▶ 抽出本文:
========================================================================

話題作ですね。緻密に組み立てられた脚本と個性的な俳優陣の演技が絶妙に絡み合い、ぐんぐん引き込まれていってしまう映画です。監督は劇作家として高い評価を得ているマーティン・マクドナー(Martin McDonagh)。さすが、去年のヴェネツィア映画祭で脚本賞に輝いただけのことはあります。
舞台はミズーリ州の架空の町エビング(ロケ地はノースカロライナ州シルバ)。ジェニファー・ローレンス主演「ウィンターズ・ボーン」のブログでも個人的な思い出を記しましたが、“貧困にあえぐ米国中西部”そのものといった印象の州です。その片田舎の小さな町で暮らす中年のシングルマザー、ミルドレッドと、地元警察の署長ウィロビー、警察官ディクソンを軸に展開する物語です。
物語の発端は7ヶ月前、ミルドレッドの娘がレイプされて殺されたこと。いつまで経っても犯人が捕まらないことに業を煮やしたミルドレッドが、町外れの自宅に通じる道路沿いのビルボードに広告を出します。その広告は3枚組で、文面は順に“Raped while dying” “And still no arrests?” “How come, Chief Willoughby?” 意味は、レイプされて殺された、まだ捕まらないの?、ウィロビー署長、どうして?、といったところでしょうか。

========================================================================

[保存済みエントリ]
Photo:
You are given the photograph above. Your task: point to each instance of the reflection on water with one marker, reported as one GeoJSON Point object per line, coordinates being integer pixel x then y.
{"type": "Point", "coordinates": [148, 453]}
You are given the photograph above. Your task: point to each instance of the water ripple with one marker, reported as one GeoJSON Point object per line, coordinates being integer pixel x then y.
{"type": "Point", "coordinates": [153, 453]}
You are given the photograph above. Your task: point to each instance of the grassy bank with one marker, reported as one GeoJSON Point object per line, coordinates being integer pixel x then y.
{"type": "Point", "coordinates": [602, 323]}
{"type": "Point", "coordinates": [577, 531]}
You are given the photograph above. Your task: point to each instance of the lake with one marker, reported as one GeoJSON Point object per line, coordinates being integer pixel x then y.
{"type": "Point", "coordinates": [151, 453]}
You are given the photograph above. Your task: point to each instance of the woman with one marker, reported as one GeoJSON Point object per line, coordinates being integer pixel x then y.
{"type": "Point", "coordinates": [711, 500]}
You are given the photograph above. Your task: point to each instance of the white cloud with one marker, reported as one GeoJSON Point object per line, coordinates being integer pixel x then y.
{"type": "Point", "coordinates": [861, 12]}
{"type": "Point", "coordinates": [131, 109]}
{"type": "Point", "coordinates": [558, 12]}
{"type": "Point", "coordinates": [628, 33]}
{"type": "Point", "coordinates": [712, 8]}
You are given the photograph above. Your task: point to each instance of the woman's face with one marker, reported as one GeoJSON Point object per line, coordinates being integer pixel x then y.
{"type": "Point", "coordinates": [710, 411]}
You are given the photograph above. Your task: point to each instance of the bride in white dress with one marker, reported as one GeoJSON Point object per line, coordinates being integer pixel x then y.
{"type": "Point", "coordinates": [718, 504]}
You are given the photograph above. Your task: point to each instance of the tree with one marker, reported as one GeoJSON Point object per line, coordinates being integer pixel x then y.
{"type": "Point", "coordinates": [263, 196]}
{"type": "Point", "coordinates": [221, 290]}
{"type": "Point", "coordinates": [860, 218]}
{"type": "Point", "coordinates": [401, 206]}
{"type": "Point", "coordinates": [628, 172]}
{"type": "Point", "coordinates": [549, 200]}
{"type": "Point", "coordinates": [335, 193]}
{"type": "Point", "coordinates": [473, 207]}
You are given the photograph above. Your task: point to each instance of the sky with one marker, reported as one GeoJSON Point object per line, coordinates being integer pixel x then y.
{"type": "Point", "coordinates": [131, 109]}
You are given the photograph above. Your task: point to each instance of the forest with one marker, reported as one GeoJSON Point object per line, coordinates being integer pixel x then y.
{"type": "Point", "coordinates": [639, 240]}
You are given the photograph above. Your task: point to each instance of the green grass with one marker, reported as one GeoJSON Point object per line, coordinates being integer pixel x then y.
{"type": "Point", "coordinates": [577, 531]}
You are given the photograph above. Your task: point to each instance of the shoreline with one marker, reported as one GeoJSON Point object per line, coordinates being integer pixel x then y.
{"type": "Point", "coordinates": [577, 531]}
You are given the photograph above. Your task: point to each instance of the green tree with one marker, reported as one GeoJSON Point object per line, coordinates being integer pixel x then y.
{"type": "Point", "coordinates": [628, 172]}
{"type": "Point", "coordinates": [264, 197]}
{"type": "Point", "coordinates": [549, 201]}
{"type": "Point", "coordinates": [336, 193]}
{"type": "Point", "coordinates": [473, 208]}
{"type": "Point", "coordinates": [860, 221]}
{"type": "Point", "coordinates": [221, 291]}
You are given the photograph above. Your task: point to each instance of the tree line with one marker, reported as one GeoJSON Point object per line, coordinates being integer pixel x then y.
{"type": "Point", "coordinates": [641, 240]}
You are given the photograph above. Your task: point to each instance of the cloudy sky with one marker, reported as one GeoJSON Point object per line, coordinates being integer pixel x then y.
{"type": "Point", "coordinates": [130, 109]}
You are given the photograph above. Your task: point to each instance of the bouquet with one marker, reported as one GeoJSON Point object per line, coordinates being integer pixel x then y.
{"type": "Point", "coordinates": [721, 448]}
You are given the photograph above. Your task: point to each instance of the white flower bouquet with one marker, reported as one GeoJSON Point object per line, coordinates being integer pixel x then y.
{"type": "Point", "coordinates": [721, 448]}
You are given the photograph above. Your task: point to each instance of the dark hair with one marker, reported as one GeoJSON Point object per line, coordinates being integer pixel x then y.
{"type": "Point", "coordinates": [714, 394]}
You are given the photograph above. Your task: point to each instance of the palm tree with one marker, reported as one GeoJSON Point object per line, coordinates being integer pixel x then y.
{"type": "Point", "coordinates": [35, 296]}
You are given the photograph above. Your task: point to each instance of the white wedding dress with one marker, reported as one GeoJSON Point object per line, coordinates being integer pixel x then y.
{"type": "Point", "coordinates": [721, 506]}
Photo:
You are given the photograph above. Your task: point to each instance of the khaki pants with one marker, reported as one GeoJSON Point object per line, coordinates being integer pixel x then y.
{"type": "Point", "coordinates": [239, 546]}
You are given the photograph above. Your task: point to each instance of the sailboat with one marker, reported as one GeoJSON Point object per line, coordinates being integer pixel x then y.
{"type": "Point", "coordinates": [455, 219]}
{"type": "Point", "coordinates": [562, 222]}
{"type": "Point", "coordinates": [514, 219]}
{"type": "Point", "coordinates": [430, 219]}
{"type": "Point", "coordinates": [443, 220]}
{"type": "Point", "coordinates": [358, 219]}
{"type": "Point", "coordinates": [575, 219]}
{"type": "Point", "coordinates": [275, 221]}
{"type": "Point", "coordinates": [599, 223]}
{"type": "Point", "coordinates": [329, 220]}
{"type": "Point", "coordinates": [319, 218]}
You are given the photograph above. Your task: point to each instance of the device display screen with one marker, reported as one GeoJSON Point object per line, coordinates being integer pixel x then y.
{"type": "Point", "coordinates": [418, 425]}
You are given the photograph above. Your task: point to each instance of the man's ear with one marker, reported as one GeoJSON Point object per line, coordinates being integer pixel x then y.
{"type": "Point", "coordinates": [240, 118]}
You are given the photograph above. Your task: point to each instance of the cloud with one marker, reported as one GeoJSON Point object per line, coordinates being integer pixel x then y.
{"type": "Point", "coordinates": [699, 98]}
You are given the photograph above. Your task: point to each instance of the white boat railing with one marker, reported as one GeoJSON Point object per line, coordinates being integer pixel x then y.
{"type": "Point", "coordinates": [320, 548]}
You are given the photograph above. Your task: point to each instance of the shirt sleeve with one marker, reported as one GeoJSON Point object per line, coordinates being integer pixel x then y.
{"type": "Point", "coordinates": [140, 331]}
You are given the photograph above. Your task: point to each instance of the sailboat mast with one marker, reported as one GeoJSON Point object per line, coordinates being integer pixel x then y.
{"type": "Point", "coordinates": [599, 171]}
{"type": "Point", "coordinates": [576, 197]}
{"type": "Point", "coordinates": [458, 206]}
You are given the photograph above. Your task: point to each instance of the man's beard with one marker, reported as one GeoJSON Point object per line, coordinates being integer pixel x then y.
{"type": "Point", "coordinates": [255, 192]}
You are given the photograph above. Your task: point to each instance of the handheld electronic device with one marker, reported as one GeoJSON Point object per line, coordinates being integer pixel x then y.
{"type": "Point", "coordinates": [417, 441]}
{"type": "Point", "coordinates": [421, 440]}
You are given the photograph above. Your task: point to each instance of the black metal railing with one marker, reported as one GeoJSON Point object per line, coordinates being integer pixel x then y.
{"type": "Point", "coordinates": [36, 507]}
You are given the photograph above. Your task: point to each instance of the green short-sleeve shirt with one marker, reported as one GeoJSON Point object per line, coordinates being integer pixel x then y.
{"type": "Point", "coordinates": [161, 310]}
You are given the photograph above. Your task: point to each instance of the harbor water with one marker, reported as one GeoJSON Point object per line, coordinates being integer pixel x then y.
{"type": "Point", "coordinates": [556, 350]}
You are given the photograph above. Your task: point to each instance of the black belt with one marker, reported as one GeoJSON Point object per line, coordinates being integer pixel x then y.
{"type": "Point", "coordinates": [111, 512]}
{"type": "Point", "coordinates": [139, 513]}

========================================================================

▶ 課題の指示:
(A) 次の記述(i)〜(iii)は、映画評の内容と一致するか。それぞれ「はい」か「いいえ」で答え、判断の根拠となる映画評の語句をそのまま引用しなさい。
(i) この映画は去年のヴェネツィア映画祭で脚本賞を受賞した。
(ii) この映画のロケ地はミズーリ州である。
(iii) ミルドレッドの娘が殺された事件は、物語の発端の3ヶ月前に起きた。
(B) 映画評に基づいて、次の問いに答えなさい。
(i) 監督は何として高い評価を得ているか。
(ii) 物語の舞台となる架空の町の名前は何か。
(iii) ミルドレッドが出したビルボードの広告は何枚組か。
(C) 映画評の最後の文を受けて、その続きを書き継ぎなさい。

▶ 設問別の解答:
(A)
(i) はい。「去年のヴェネツィア映画祭で脚本賞に輝いた」
(ii) いいえ。「ロケ地はノースカロライナ州シルバ」
(iii) いいえ。「物語の発端は7ヶ月前」

(B)
(i) 劇作家
(ii) エビング
(iii) 3枚組

(C)
こう書くと、娘を殺された可哀想な母親が、悪い警察と闘う話だと思うかも知れません。しかしウィロビーは署内での人望も厚く、町内でも敬愛されている好人物。その上、まだ幼い娘が2人いるというのに、末期の膵臓癌という不憫な身の上です。
当然、ミルドレッドの行為を非難する人も大勢でてきます。たとえば町の歯科医。警察に苦情を言いに行き、診療を受けにきたミルドレッドの歯を麻酔なしで抜こうとします。それを返り討ちにしてしまうのがミルドレッドの強さであり、無茶苦茶さでもあるのですが・・・。
ミルドレッドは特に善良な人間というわけではありません。粗野で口も悪く、激情しやすいタイプ。娘が殺された日も、車を貸して欲しいといってきた彼女を罵って、徒歩で出掛けさせてしまいました。その後悔が彼女を攻撃的にしているのです。
そして警官ディクソン。ミルドレッドが彼への挨拶代わりにかける言葉が“So how’s it all going in the nigger- torturing business?(黒人いじめの仕事は順調?)”、それに対する返事が“教えてやるけど、近ごろは’Persons of color’いじめっていうんだ”といった具合。人種差別の意識を隠そうともしません。そういう部下を抱えるウィロビー署長も、黒人嫌いの警官を辞めさせたら3人しか残らない、その3人もゲイ嫌いだしな、という感じで、田舎町で生き抜くための処世術に長けた人物です。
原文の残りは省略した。